TASK DETAILS
Convert everything from the line containing "the bird's head" down to the end of the records below into a Markdown table with the columns Row and Line. Skip blank lines and leave the pictures out.

◆ ◆ ◆

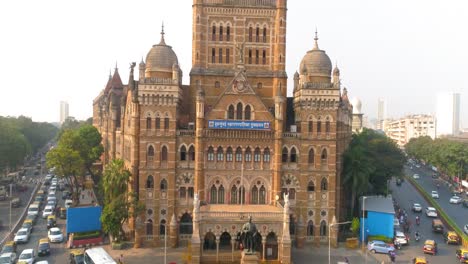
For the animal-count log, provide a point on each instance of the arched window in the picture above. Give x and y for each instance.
(284, 155)
(311, 158)
(248, 155)
(323, 228)
(148, 123)
(257, 155)
(192, 153)
(247, 112)
(234, 195)
(213, 195)
(293, 157)
(238, 154)
(239, 111)
(150, 182)
(185, 227)
(262, 195)
(221, 194)
(266, 155)
(162, 227)
(220, 154)
(254, 195)
(231, 112)
(183, 153)
(310, 228)
(163, 185)
(229, 154)
(324, 184)
(164, 153)
(210, 154)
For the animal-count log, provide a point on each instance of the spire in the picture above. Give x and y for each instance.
(162, 42)
(316, 40)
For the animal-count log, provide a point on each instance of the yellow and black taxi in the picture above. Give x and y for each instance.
(430, 246)
(43, 248)
(419, 260)
(10, 246)
(462, 255)
(77, 256)
(452, 238)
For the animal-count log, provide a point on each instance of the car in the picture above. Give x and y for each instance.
(431, 212)
(49, 210)
(55, 235)
(8, 258)
(10, 246)
(455, 199)
(27, 256)
(377, 246)
(22, 236)
(417, 207)
(401, 238)
(43, 248)
(430, 246)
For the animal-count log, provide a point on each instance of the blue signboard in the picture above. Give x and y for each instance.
(239, 124)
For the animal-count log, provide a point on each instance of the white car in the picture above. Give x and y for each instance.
(401, 238)
(455, 199)
(49, 210)
(22, 236)
(417, 207)
(8, 258)
(431, 212)
(55, 235)
(27, 256)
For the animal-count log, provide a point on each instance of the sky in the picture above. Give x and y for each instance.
(402, 51)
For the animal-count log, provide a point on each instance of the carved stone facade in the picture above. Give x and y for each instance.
(231, 137)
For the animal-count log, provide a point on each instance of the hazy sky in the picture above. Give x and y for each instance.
(402, 51)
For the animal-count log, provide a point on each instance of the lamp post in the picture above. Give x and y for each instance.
(329, 236)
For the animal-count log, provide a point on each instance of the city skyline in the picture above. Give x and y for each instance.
(400, 60)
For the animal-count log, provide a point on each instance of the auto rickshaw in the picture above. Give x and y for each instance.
(63, 213)
(462, 255)
(77, 256)
(51, 221)
(419, 260)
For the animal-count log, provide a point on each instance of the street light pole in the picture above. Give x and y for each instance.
(329, 238)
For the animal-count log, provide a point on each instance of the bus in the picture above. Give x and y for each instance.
(98, 256)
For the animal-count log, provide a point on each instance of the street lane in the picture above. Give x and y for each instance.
(457, 212)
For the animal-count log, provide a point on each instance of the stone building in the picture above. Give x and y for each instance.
(231, 138)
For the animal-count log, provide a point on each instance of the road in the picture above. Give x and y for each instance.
(457, 212)
(406, 195)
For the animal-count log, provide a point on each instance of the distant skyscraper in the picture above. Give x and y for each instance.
(381, 112)
(448, 113)
(63, 111)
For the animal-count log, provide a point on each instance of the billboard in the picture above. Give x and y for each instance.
(83, 219)
(239, 124)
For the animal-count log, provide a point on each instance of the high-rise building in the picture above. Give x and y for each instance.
(229, 145)
(448, 114)
(63, 111)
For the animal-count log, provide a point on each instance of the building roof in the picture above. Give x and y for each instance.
(378, 204)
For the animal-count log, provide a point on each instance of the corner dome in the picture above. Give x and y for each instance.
(316, 62)
(161, 57)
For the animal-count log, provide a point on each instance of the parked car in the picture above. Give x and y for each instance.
(431, 212)
(377, 246)
(417, 207)
(455, 199)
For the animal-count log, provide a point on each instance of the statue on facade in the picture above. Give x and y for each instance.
(249, 234)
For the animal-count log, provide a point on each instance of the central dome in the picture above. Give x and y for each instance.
(316, 62)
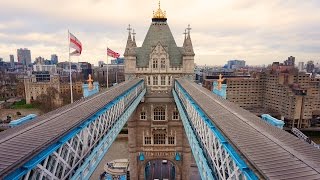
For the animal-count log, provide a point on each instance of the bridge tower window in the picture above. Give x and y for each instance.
(163, 80)
(155, 63)
(155, 80)
(143, 115)
(159, 138)
(175, 115)
(147, 140)
(163, 63)
(149, 80)
(171, 140)
(159, 114)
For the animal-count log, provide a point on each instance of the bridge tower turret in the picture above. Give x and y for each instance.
(130, 55)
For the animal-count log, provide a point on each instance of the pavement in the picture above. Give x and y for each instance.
(118, 150)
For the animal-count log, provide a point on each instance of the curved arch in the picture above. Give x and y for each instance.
(159, 113)
(176, 166)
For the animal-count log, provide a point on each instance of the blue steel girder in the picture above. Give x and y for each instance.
(209, 146)
(76, 154)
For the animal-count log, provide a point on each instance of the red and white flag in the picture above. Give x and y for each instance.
(112, 53)
(76, 45)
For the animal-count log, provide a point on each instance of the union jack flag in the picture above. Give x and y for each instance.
(112, 53)
(75, 44)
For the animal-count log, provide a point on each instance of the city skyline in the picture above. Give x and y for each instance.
(258, 32)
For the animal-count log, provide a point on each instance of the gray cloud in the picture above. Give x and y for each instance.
(258, 31)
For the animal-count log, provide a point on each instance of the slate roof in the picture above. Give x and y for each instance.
(159, 32)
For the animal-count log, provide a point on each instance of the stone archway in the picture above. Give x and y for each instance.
(160, 169)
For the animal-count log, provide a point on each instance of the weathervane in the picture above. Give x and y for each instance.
(129, 29)
(189, 28)
(185, 33)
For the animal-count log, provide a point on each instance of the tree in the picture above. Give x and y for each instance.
(47, 102)
(66, 98)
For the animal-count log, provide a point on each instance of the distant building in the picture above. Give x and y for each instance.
(290, 61)
(116, 74)
(24, 56)
(12, 60)
(301, 66)
(236, 64)
(54, 59)
(289, 95)
(100, 63)
(38, 83)
(310, 67)
(117, 61)
(39, 60)
(52, 69)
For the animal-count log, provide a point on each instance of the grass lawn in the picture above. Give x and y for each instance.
(22, 105)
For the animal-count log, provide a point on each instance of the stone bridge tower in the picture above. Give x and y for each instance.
(155, 130)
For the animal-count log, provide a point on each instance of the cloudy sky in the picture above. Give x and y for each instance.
(258, 31)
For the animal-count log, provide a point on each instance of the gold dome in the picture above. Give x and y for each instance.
(159, 14)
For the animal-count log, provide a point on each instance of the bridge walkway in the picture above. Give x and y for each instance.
(270, 151)
(19, 145)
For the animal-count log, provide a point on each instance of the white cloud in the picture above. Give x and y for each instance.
(257, 31)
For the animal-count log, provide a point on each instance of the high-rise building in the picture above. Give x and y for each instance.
(301, 66)
(24, 56)
(236, 64)
(290, 61)
(310, 67)
(54, 59)
(39, 61)
(12, 60)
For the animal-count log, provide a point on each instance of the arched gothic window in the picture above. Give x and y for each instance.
(159, 114)
(155, 63)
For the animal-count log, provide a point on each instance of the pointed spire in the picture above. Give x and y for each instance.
(130, 43)
(134, 38)
(187, 44)
(185, 37)
(189, 29)
(129, 32)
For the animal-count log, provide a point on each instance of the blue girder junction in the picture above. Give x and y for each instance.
(232, 143)
(76, 153)
(214, 156)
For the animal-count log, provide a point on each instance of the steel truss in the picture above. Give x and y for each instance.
(76, 155)
(215, 157)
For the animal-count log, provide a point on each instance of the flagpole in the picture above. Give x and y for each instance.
(107, 70)
(70, 74)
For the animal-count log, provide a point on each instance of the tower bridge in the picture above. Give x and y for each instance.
(169, 118)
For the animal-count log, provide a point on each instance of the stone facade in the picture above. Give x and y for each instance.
(155, 130)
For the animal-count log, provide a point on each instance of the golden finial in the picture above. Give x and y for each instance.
(90, 81)
(220, 80)
(159, 14)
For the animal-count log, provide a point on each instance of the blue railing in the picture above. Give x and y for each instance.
(23, 120)
(226, 145)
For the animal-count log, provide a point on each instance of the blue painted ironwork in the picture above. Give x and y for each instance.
(202, 163)
(22, 120)
(102, 148)
(215, 146)
(75, 144)
(177, 157)
(141, 156)
(89, 92)
(273, 121)
(222, 92)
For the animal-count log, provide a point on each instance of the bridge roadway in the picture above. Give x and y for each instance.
(19, 145)
(271, 152)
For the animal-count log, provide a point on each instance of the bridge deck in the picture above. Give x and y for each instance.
(273, 152)
(20, 144)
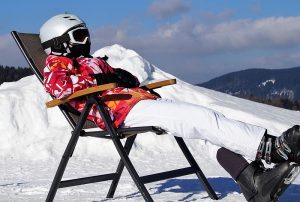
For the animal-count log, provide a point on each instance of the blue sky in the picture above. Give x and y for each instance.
(195, 40)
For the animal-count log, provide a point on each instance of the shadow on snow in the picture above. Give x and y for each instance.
(222, 186)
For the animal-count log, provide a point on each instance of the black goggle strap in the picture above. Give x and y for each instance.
(56, 41)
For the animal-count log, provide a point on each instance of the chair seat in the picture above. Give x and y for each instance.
(126, 132)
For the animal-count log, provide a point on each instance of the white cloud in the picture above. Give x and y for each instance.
(9, 52)
(167, 8)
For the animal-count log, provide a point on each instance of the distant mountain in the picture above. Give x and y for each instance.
(266, 83)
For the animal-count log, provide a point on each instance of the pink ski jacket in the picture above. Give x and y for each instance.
(62, 78)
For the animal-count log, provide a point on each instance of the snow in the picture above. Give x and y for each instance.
(33, 139)
(267, 81)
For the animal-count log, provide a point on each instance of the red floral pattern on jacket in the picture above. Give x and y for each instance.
(61, 79)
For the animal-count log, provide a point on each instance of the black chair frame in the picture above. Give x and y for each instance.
(115, 134)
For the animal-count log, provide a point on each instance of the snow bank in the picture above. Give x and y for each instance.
(29, 130)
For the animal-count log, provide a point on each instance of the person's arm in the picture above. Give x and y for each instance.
(60, 81)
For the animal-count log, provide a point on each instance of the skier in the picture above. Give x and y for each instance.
(70, 67)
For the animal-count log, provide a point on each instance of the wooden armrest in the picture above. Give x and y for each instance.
(80, 93)
(159, 84)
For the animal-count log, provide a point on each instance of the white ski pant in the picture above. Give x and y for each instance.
(197, 122)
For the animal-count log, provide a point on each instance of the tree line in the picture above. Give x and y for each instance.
(277, 102)
(10, 73)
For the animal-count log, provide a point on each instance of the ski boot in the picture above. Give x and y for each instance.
(266, 185)
(287, 145)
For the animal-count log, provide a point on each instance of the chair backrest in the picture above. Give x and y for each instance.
(31, 47)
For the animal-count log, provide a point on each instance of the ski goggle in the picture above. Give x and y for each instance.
(79, 35)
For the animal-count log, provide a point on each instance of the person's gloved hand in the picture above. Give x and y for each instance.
(125, 79)
(103, 78)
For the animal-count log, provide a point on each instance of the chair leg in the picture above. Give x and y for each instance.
(124, 157)
(194, 165)
(67, 154)
(114, 184)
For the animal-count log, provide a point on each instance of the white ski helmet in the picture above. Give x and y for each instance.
(57, 33)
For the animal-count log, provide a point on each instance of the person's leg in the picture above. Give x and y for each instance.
(193, 121)
(257, 183)
(283, 148)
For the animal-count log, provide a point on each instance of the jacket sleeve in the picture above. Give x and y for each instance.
(60, 79)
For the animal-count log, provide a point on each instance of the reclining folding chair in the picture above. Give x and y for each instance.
(31, 48)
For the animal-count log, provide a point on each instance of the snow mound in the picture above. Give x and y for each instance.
(29, 130)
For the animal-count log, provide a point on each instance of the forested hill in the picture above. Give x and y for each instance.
(9, 73)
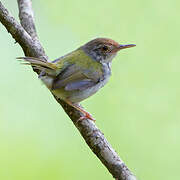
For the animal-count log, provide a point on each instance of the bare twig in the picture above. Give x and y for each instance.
(26, 17)
(95, 139)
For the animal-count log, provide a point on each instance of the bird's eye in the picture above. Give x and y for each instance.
(105, 48)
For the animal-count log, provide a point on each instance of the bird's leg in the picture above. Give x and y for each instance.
(79, 108)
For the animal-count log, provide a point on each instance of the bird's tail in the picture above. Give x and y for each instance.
(40, 64)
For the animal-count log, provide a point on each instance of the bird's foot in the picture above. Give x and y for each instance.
(80, 108)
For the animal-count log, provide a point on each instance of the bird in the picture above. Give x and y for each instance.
(80, 73)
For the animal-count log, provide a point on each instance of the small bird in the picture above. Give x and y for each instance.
(79, 74)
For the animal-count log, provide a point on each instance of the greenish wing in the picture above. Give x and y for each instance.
(76, 78)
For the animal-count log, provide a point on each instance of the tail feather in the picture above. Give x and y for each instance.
(39, 64)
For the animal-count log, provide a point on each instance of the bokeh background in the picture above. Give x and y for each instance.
(138, 111)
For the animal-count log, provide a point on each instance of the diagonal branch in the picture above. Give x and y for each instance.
(26, 36)
(26, 17)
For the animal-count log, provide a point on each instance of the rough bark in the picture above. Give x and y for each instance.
(25, 34)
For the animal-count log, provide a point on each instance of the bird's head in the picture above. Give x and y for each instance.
(103, 50)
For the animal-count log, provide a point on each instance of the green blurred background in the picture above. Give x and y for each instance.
(138, 111)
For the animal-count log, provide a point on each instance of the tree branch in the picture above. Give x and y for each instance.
(26, 17)
(26, 36)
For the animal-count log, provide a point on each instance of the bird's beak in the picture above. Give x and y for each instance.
(124, 46)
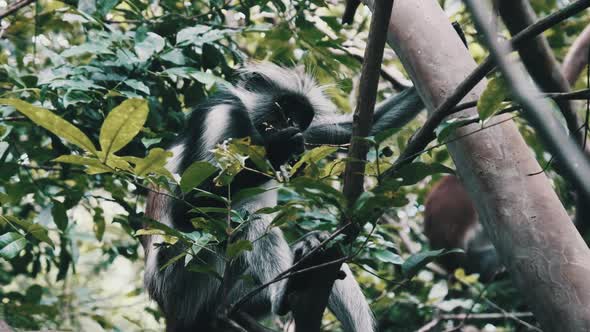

◆ ◆ ◆

REPLY TO THE EXERCISE
| Row | Line |
|---|---|
| 1 | For the animal-count log, provide a point on each instance of the bird's head in the picture above. Give x and y for each instance. |
| 2 | (103, 50) |
| 3 | For the animal-count log, provide a point on each instance of the green blurred background in the picture above. Give x and y for each instance. |
| 4 | (138, 111) |
| 5 | For the animal-count log, provide a point on each instance of the tree branch in the picture above. Give x and y for each instance. |
| 6 | (26, 17) |
| 7 | (26, 36) |
| 8 | For the animal-count log, provide a point on each instance of the bird's beak in the picture above. Give x and y for each instance. |
| 9 | (124, 46) |